The lines below, from the one holding "Target: rippled water" through the final line, are to be copied exactly, with no other lines and no pictures.

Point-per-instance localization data
-------------------------

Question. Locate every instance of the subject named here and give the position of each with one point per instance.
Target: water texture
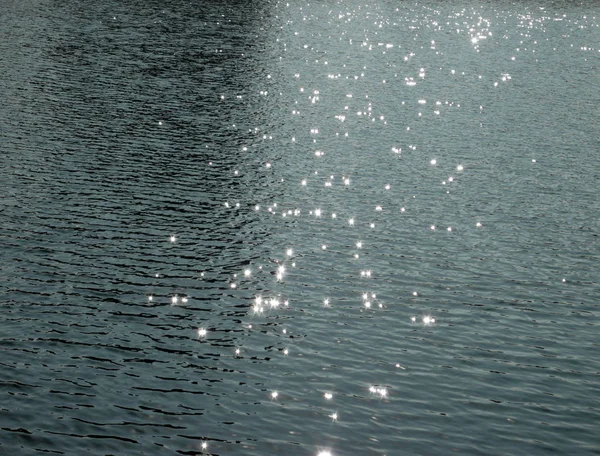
(270, 228)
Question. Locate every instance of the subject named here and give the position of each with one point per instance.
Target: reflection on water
(320, 229)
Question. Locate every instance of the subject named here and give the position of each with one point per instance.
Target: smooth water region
(293, 228)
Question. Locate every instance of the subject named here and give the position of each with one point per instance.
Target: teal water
(297, 228)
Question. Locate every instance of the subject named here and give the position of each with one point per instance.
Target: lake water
(325, 228)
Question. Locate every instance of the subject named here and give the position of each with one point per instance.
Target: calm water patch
(292, 228)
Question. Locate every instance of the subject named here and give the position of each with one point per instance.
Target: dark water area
(293, 228)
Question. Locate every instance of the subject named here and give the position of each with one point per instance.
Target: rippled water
(218, 221)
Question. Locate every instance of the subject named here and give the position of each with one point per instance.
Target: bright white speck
(427, 320)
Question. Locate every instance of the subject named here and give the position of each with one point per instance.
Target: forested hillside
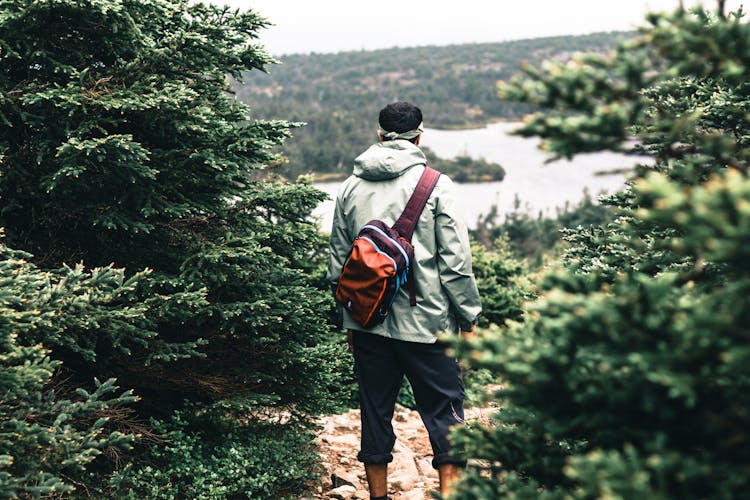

-------------------------

Response to this exercise —
Target: rippled water
(218, 221)
Question. Locate every instance of the subject named here and give the position of each with one point per instance.
Target: bright white speck
(427, 320)
Question. Locate every instance of the subject named here and give the position of each with one point per instance.
Target: forested hillside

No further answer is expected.